→ Text excerpt
▶

-1

I'm C++ beginner.

When I have studied Class of C++, this example code did not work.

This code is interrupted by strncpy_s() func in NameCard class constructor.

I tried debugging, but I could not find the cause.

Could you help me? This is full source code

Have a nice day.

NameCard(char *name, char *phone, char *company, char *position)
{
    this->name = new char(strlen(name) + 1);
    this->phone = new char(strlen(phone) + 1);
    this->company = new char(strlen(company) + 1);
    this->position = new char(strlen(position) + 1);

    strncpy_s(this->name, strlen(name) + 1, name, strlen(name));
    strncpy_s(this->phone, strlen(phone) + 1, phone, strlen(phone));
    strncpy_s(this->company, strlen(company) + 1, company, strlen(company));
    strncpy_s(this->position, strlen(position) + 1, position, strlen(position));
}
zer0day
  • 13
  • 3
  • "Did not work" in what way? Do you get errors when compiling? If so, copy-paste the errors to the question. – JJJ Feb 11 '18 at 13:09
  • Thank you for answer and sorry for my not enough explanations. this code's error occurs run-time, not compile time... – zer0day Feb 11 '18 at 13:14
  • 1
    **What** error occurs run-time? What happens when you run the program and what did you expect to happen instead? – JJJ Feb 11 '18 at 13:16
  • @MichaelWalz But looking at the signature of the class and the OP's details, this is a constructor... Also, `strncpy_s` is a C function that I can't seem to use on a C++ compiler. – Arnav Borborah Feb 11 '18 at 13:17
  • @JJJ When i run this program, occurs interrupt message box at strncpy_s() in constructor – zer0day Feb 11 '18 at 13:21
  • 1
    The only question I _really_ have is why you are not using [`std::string`](http://en.cppreference.com/w/cpp/string/basic_string). Copying literally requires simple assignment for a C++ string. – Arnav Borborah Feb 11 '18 at 13:23
  • @ArnavBorborah Very Thanks. The author used strcpy () to copy strings from the book. So I tried strncpy_s () for security, and I got into trouble and asked a question. Thanks to std :: string. My book is very bad :) – zer0day Feb 11 '18 at 13:29
  • @user9345804 You should probably pick a book from [this list](https://stackoverflow.com/a/388282/6525260)! – Arnav Borborah Feb 11 '18 at 13:30
  • You've made typos: replace all `new char(X)` by `new char[X]`. But the best solution is using `std::string` – Jabberwocky Feb 11 '18 at 13:36
  • 1
    It was solved thanks to @MichaelWalz. It was my first question because I was born, but I really appreciate your reply(JJJ, Arnav Borborah). Next time, I will write a more detailed questionnaire. :) – zer0day Feb 11 '18 at 13:41

2 Answers2

5

You have misused the new operator.

All lines like:

new char(strlen(name) + 1);

should be replaced by:

new char[strlen(name) + 1];

new char(X) allocates a buffer for one single char which will be filled with the character whose ASCII code is X.

new char[X] allocates a buffer for X chars; this is what you want here.

But best would be using std::string in first place.

◀

→ Material provided
▶

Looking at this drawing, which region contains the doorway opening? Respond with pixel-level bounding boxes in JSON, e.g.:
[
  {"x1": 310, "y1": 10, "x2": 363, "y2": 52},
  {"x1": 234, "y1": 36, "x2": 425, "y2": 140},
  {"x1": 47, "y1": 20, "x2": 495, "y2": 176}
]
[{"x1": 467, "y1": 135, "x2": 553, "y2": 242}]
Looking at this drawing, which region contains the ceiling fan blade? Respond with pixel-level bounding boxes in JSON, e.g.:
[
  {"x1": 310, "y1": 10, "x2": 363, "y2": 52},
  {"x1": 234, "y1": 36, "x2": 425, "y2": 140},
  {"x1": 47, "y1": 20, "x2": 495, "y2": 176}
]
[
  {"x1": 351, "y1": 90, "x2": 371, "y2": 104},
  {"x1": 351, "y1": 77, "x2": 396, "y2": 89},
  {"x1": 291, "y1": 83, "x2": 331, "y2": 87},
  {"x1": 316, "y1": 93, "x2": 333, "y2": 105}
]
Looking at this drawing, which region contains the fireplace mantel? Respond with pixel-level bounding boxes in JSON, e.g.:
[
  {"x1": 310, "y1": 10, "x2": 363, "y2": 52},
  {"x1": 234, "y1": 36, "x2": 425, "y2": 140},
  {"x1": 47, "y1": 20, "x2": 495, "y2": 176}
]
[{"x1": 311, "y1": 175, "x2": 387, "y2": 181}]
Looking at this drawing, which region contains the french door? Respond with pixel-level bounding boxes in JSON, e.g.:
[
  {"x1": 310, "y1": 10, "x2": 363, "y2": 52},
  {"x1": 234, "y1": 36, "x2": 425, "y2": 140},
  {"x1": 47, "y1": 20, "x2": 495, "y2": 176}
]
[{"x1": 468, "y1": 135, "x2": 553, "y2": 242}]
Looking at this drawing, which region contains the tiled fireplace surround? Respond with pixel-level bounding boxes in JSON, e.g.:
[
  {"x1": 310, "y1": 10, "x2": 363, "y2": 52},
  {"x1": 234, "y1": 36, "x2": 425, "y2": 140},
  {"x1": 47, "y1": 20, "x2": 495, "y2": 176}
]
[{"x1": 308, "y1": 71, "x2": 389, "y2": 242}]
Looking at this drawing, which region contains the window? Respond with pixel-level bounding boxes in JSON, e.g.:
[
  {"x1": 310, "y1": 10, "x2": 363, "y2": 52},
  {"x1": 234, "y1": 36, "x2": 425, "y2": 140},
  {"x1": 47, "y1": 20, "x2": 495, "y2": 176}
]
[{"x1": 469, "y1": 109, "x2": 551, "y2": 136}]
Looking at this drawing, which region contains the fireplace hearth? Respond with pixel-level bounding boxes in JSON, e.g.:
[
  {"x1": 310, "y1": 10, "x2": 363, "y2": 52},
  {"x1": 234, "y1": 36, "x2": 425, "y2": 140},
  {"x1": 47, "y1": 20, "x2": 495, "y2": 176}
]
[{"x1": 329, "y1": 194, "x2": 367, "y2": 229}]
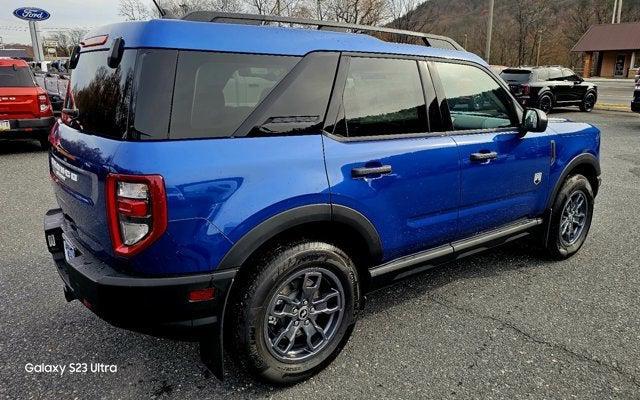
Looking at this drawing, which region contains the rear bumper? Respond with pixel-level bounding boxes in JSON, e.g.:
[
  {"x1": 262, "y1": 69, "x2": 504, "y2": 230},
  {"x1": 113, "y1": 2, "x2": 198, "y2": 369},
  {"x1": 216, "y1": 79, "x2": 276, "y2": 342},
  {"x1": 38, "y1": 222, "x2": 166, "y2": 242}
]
[
  {"x1": 0, "y1": 116, "x2": 55, "y2": 139},
  {"x1": 44, "y1": 209, "x2": 236, "y2": 377}
]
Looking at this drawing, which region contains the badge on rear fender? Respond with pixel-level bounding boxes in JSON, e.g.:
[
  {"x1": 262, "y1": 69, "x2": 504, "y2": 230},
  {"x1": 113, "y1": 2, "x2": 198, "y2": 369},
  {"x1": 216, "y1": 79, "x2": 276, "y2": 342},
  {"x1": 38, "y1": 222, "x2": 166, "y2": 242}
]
[{"x1": 533, "y1": 172, "x2": 542, "y2": 185}]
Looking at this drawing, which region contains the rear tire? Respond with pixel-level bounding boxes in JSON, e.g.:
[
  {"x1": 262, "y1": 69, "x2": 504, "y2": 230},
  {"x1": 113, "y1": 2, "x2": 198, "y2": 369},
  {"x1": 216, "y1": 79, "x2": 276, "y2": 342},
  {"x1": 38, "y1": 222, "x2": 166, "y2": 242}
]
[
  {"x1": 580, "y1": 92, "x2": 598, "y2": 112},
  {"x1": 232, "y1": 241, "x2": 361, "y2": 384},
  {"x1": 545, "y1": 175, "x2": 594, "y2": 260}
]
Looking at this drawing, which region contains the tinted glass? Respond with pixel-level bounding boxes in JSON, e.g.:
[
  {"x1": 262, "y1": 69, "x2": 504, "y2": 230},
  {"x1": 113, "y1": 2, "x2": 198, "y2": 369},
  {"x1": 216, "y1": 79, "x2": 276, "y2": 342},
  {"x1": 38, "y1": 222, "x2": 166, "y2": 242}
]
[
  {"x1": 0, "y1": 67, "x2": 35, "y2": 87},
  {"x1": 170, "y1": 52, "x2": 299, "y2": 139},
  {"x1": 500, "y1": 69, "x2": 531, "y2": 83},
  {"x1": 66, "y1": 50, "x2": 136, "y2": 139},
  {"x1": 435, "y1": 63, "x2": 516, "y2": 130},
  {"x1": 129, "y1": 49, "x2": 178, "y2": 140},
  {"x1": 548, "y1": 68, "x2": 562, "y2": 81},
  {"x1": 335, "y1": 57, "x2": 427, "y2": 137},
  {"x1": 248, "y1": 52, "x2": 339, "y2": 136},
  {"x1": 536, "y1": 69, "x2": 549, "y2": 82}
]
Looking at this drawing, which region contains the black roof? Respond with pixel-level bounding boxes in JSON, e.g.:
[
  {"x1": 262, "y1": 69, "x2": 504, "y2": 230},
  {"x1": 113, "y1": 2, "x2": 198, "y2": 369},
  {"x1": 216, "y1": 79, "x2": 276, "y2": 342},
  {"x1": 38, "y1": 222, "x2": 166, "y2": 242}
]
[{"x1": 0, "y1": 49, "x2": 32, "y2": 61}]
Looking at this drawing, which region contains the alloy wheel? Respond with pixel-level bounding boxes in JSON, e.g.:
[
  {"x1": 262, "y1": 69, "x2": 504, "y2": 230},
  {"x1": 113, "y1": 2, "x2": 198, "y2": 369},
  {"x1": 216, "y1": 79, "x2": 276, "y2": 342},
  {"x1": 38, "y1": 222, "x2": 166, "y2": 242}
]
[
  {"x1": 560, "y1": 191, "x2": 589, "y2": 246},
  {"x1": 264, "y1": 267, "x2": 345, "y2": 362}
]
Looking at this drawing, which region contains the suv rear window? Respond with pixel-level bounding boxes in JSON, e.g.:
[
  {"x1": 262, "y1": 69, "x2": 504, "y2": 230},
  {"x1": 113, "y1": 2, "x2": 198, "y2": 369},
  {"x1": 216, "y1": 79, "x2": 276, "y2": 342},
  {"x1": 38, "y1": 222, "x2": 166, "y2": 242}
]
[
  {"x1": 500, "y1": 69, "x2": 531, "y2": 83},
  {"x1": 65, "y1": 50, "x2": 136, "y2": 139},
  {"x1": 65, "y1": 49, "x2": 300, "y2": 140},
  {"x1": 0, "y1": 66, "x2": 35, "y2": 87}
]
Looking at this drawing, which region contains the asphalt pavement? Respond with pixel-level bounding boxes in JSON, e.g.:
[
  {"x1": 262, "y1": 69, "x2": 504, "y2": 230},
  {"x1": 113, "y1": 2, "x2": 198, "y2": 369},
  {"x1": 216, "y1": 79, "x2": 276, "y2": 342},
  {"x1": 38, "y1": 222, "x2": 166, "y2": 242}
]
[{"x1": 0, "y1": 111, "x2": 640, "y2": 399}]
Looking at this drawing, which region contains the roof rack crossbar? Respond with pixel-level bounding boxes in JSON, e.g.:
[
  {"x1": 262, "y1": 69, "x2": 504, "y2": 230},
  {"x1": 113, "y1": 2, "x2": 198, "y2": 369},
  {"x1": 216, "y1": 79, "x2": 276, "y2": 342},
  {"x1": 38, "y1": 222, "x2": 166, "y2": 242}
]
[{"x1": 182, "y1": 11, "x2": 464, "y2": 50}]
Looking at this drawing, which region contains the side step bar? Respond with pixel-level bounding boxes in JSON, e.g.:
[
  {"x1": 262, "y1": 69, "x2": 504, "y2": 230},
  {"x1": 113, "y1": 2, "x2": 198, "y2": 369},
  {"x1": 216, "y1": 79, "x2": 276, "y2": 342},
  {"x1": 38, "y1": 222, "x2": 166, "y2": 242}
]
[{"x1": 369, "y1": 218, "x2": 543, "y2": 280}]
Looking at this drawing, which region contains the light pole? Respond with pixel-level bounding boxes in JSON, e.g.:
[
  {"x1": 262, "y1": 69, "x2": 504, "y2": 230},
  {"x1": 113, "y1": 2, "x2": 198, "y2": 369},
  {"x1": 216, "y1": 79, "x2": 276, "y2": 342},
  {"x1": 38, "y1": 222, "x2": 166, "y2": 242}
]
[
  {"x1": 618, "y1": 0, "x2": 622, "y2": 23},
  {"x1": 536, "y1": 30, "x2": 542, "y2": 67},
  {"x1": 484, "y1": 0, "x2": 494, "y2": 64}
]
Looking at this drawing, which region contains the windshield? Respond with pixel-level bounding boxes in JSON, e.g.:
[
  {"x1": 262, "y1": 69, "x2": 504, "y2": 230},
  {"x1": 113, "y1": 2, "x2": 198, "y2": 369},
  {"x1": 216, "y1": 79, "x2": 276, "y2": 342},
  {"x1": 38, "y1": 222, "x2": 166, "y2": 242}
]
[
  {"x1": 500, "y1": 69, "x2": 531, "y2": 83},
  {"x1": 0, "y1": 66, "x2": 35, "y2": 87}
]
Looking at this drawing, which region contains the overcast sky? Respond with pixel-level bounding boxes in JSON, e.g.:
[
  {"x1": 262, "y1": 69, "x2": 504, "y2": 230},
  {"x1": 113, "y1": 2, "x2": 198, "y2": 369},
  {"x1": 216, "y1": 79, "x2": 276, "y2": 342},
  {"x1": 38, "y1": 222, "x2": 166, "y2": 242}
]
[{"x1": 0, "y1": 0, "x2": 129, "y2": 44}]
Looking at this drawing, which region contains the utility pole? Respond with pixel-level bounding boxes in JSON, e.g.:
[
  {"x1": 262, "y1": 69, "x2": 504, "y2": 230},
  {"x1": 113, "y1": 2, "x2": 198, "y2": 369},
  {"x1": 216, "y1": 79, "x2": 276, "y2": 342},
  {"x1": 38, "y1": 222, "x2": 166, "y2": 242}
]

◀

→ Exercises
[a] Translate this sentence from the C++ constructor thread into Spanish: "new char(X) allocates a buffer for one single char which will be filled with the character whose ASCII code is X."
[b] From the C++ constructor thread, extract the passage between "When I have" and "a nice day.", inclusive.

→ Response list
[a] new char(X) asigna un búfer para un único char, que se llenará con el carácter cuyo código ASCII es X.

[b]
When I have studied Class of C++, this example code did not work.

This code is interrupted by strncpy_s() func in NameCard class constructor.

I tried debugging, but I could not find the cause.

Could you help me? This is full source code

Have a nice day.